» **The problem**:
Revise the data below by changing every "with spaces between fields" to "separated by single spaces" and keeping everything else the same. Leave the pictures out of your version.

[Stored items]

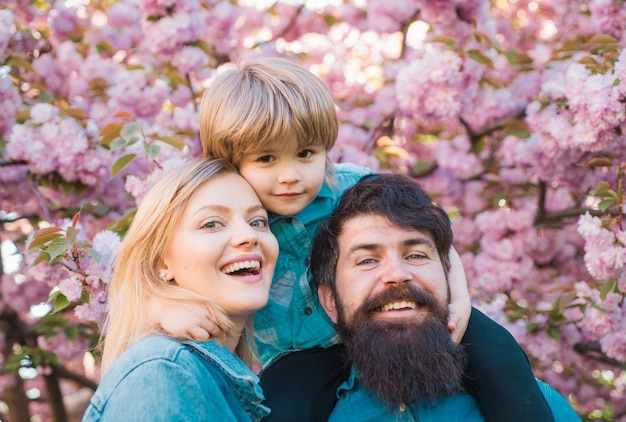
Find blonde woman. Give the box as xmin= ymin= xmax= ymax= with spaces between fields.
xmin=83 ymin=159 xmax=278 ymax=421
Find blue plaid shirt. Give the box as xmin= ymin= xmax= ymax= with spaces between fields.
xmin=328 ymin=368 xmax=581 ymax=422
xmin=254 ymin=164 xmax=372 ymax=364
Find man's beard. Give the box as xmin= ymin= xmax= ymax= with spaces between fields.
xmin=335 ymin=284 xmax=465 ymax=409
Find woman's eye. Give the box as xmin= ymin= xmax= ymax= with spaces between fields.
xmin=202 ymin=220 xmax=224 ymax=229
xmin=250 ymin=218 xmax=268 ymax=228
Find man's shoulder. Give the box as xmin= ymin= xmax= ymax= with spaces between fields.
xmin=537 ymin=380 xmax=582 ymax=422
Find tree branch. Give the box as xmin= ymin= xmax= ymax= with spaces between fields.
xmin=574 ymin=342 xmax=626 ymax=369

» **Correct result**:
Find blonde woman. Give the box as xmin= ymin= xmax= ymax= separated by single spaces.
xmin=83 ymin=159 xmax=278 ymax=421
Find blue plaid shirt. Give the box as xmin= ymin= xmax= ymax= separated by single spaces.
xmin=328 ymin=368 xmax=581 ymax=422
xmin=254 ymin=164 xmax=372 ymax=364
Find man's beard. Give the box as xmin= ymin= xmax= ymax= separated by single spaces.
xmin=335 ymin=284 xmax=465 ymax=409
Find woman's eye. Give the box as xmin= ymin= xmax= ymax= separated by single spaces.
xmin=202 ymin=220 xmax=224 ymax=229
xmin=250 ymin=218 xmax=268 ymax=228
Find man's shoulder. Give the box as xmin= ymin= xmax= ymax= separated by single spaces.
xmin=537 ymin=380 xmax=582 ymax=422
Find tree branch. Give the box as xmin= ymin= xmax= ymax= separated by single spaces.
xmin=574 ymin=342 xmax=626 ymax=369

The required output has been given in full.